All of the material below is to be returned exactly.

○ ○ ○ ○

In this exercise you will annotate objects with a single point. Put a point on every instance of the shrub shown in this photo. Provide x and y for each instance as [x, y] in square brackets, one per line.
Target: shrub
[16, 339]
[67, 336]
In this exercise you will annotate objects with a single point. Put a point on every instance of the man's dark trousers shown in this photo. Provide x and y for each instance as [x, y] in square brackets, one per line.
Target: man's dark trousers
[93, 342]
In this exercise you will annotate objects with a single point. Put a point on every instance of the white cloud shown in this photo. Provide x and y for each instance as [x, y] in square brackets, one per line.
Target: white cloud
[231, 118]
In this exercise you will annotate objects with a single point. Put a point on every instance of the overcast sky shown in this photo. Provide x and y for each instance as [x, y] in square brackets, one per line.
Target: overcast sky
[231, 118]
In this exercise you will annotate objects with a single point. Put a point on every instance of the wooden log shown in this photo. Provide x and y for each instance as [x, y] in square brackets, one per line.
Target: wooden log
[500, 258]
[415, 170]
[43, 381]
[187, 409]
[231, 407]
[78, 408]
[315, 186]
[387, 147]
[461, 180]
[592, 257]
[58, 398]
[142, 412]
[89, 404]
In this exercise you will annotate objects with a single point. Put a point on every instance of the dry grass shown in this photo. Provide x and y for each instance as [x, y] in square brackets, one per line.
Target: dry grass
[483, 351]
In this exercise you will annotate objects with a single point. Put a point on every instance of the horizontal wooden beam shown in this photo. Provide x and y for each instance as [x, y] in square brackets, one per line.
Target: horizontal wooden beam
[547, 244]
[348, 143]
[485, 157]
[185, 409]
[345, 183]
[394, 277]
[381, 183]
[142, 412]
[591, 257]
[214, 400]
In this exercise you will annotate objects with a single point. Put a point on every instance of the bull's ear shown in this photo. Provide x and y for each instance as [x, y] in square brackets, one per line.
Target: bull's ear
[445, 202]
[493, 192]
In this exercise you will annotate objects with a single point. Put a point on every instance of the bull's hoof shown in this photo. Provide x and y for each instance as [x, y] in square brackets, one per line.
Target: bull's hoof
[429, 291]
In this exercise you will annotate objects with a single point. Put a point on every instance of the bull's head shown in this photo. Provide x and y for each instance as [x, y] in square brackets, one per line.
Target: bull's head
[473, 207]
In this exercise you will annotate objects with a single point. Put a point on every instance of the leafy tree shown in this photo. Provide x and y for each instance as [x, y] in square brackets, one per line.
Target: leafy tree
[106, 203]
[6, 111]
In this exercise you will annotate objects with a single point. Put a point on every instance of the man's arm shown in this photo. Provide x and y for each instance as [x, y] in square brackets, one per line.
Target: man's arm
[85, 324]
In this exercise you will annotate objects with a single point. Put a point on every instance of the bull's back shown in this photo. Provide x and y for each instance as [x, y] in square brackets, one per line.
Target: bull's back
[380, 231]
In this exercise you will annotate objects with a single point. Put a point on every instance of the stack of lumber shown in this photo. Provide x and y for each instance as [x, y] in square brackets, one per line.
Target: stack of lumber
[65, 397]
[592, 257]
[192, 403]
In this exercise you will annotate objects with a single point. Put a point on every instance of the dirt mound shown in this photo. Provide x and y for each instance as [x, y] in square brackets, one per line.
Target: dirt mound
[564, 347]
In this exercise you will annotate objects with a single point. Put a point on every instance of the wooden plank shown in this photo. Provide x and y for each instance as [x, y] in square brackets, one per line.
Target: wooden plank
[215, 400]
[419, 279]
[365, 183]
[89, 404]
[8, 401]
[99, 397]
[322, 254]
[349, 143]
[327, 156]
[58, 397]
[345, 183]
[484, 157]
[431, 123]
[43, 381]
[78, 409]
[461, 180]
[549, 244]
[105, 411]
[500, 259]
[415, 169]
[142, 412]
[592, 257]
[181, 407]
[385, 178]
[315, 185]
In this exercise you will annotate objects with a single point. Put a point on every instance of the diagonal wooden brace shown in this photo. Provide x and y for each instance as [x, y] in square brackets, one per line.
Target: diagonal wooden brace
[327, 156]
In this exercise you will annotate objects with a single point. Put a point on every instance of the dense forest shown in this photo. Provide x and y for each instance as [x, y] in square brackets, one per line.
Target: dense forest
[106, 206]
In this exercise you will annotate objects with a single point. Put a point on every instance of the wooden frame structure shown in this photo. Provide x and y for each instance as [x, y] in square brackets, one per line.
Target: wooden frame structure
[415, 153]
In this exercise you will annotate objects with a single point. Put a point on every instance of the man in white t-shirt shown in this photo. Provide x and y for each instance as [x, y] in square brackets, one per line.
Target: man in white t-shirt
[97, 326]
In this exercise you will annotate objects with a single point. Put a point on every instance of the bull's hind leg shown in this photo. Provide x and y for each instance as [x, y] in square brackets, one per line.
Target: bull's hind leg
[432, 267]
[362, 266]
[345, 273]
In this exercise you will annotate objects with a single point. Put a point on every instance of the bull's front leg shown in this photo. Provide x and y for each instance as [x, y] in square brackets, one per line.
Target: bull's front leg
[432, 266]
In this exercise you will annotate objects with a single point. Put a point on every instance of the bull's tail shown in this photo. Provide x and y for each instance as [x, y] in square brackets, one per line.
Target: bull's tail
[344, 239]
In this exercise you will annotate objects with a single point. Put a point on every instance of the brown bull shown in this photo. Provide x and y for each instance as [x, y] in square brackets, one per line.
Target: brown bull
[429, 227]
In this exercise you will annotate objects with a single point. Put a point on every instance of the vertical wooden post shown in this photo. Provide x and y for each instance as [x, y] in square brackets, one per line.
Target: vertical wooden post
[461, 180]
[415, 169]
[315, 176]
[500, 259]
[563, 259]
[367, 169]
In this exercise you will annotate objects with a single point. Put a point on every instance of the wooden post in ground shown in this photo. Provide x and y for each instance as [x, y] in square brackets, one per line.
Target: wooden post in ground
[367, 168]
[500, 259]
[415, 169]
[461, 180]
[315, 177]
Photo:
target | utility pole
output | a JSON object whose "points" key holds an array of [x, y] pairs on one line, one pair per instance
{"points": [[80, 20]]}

○ ○ ○ ○

• _Solution for this problem_
In this exercise you will annotate objects with a single point. Put a point on every instance of the shrub shown in this photo. Provide x and y for each instance as [x, y] in square brackets, one per line.
Target: shrub
[16, 339]
[67, 336]
In this exercise you will annotate objects with a single point. Put a point on every instance of the man's dark trousers shown in this photo. Provide x and y for each instance as [x, y] in square brackets, one per line.
Target: man's dark trousers
[93, 342]
In this exercise you will annotate objects with a single point. Put a point on every instance of the white cloud shown in this photo. Provide x and y for each instance as [x, y] in square brackets, one per line.
Target: white cloud
[231, 118]
In this exercise you will annotate objects with a single point. Put a point on every instance of the overcast sky shown in this photo. Provide x and y for each instance as [x, y] in square brackets, one per line.
Target: overcast sky
[231, 118]
In this exercise you will annotate objects with a single point. Put a point on every instance of the wooden log shown in this photo. Provide x and y for each instance as [x, y] in square brackets, one per line.
Target: wooden log
[500, 258]
[415, 170]
[43, 381]
[187, 409]
[231, 407]
[78, 408]
[315, 186]
[387, 147]
[461, 180]
[592, 257]
[58, 398]
[142, 412]
[89, 404]
In this exercise you will annotate objects with a single point. Put a point on every instance of the dry grass shown in this photo. Provide x and y for each instance as [x, y] in square brackets, one per line.
Target: dry grass
[483, 351]
In this exercise you will annotate objects with a single point. Put a point on every instance of the horizontal wooden beam shown in this photo. Provide x and y for each instance as [x, y] in square brackets, one per line.
Target: horizontal wooden beam
[547, 244]
[348, 143]
[485, 157]
[185, 409]
[345, 183]
[394, 277]
[381, 183]
[142, 412]
[591, 257]
[214, 400]
In this exercise you will annotate objects with a single point. Put a point on every instance of the bull's ear shown in this photo. Provide x and y for each instance as [x, y] in square brackets, one per line.
Target: bull's ear
[445, 202]
[493, 192]
In this exercise you will annotate objects with a single point. Put a point on every instance of the bull's hoof shown in this photo. Provide x and y for each instance as [x, y] in square brackets, one per line.
Target: bull's hoof
[429, 291]
In this exercise you will annotate objects with a single point. Put a point on every instance of the bull's head shown in this photo. Provide x and y for each instance as [x, y] in square brackets, one per line.
Target: bull's head
[473, 207]
In this exercise you will annotate objects with a single point. Put a point on every instance of the leafy tree shown in this photo. Provide x and y for each instance as [x, y] in square brackets, one per line.
Target: leafy tree
[106, 203]
[6, 111]
In this exercise you will annotate objects with a single point. Put a point on every instance of the man's arm shown in this photo. Provide x and y for each instance as [x, y] in square brackets, one per line.
Target: man's arm
[85, 324]
In this exercise you will annotate objects with a single point. Put a point on every instance of the bull's back shown in this photo. Provide x and y for each instance as [x, y] in square brackets, one per line.
Target: bull's back
[380, 231]
In this exercise you will annotate objects with a single point. Put a point on every instance of the stack of lumber shown in this photo. Provide x and y for each instance as [x, y] in square brackets, one per line.
Target: stack of lumber
[65, 397]
[592, 257]
[192, 403]
In this exercise you will annotate objects with a single point. Put a point on every instance of the dirt mound shown in this photo. Provide x and y for each instance as [x, y] in square brackets, one per line.
Target: dirt mound
[564, 347]
In this exercise you will annotate objects with a single point. Put a point on every instance of the wooden plank shown in this photo. Provide x and y for each instance as [x, y] in square brackets, one per line.
Target: wooden plank
[215, 400]
[419, 279]
[365, 183]
[89, 404]
[8, 401]
[99, 397]
[322, 254]
[349, 143]
[327, 156]
[58, 397]
[345, 183]
[484, 157]
[431, 123]
[43, 381]
[78, 409]
[461, 180]
[549, 244]
[105, 411]
[500, 259]
[415, 169]
[142, 412]
[592, 257]
[181, 407]
[385, 178]
[315, 185]
In this exercise you will annotate objects with a single point. Put a point on every instance of the diagonal wooden brace shown in this photo. Provide x and y for each instance as [x, y] in square brackets, one per line.
Target: diagonal wooden brace
[327, 156]
In this exercise you will annotate objects with a single point. Put a point on every instance of the dense forest shown in this photo. Provide x and y for each instance as [x, y] in square brackets, one per line.
Target: dense forest
[106, 206]
In this exercise you will annotate objects with a single point. Put a point on every instance of the wooden frame structure shown in this photo. Provide x and y for each instance as [x, y] in square brackets, one per line.
Target: wooden frame structure
[415, 153]
In this exercise you will annotate objects with a single point. Put a point on every instance of the man in white t-shirt shown in this photo. Provide x and y for each instance as [x, y] in square brackets, one per line.
Target: man in white t-shirt
[97, 326]
In this exercise you will annotate objects with a single point. Put a point on every instance of the bull's hind leg shown in this photo. Provide x and y for each instance as [x, y] in square brackets, one per line.
Target: bull's hind leg
[432, 267]
[362, 266]
[345, 273]
In this exercise you will annotate objects with a single point. Put a point on every instance of the bull's front leg shown in this photo. Provide x and y for each instance as [x, y] in square brackets, one per line.
Target: bull's front leg
[432, 266]
In this exercise you will annotate objects with a single point. Put a point on every instance of the bull's tail shown in this photo. Provide x and y for each instance as [x, y] in square brackets, one per line.
Target: bull's tail
[344, 239]
In this exercise you will annotate objects with a single point. Put a point on every instance of the brown bull shown in this photo. Provide x and y for each instance as [x, y] in square brackets, one per line.
Target: brown bull
[429, 227]
In this exercise you will annotate objects with a single point. Put a point on every instance of the vertical wooden post shown in this photo. Provide x and y for each instance as [x, y] in square brackets, one per line.
Target: vertical wooden post
[461, 180]
[415, 169]
[315, 176]
[500, 259]
[563, 259]
[367, 169]
In this exercise you will annotate objects with a single point. Put a point on every instance of the wooden post in ground shown in this photo. Provide x and y for each instance as [x, y] in square brackets, one per line.
Target: wooden post in ground
[367, 168]
[500, 259]
[415, 169]
[461, 180]
[315, 177]
Photo:
target | utility pole
output | a JSON object whose "points" key holds an array of [x, y] pairs on one line, one pair per instance
{"points": [[80, 20]]}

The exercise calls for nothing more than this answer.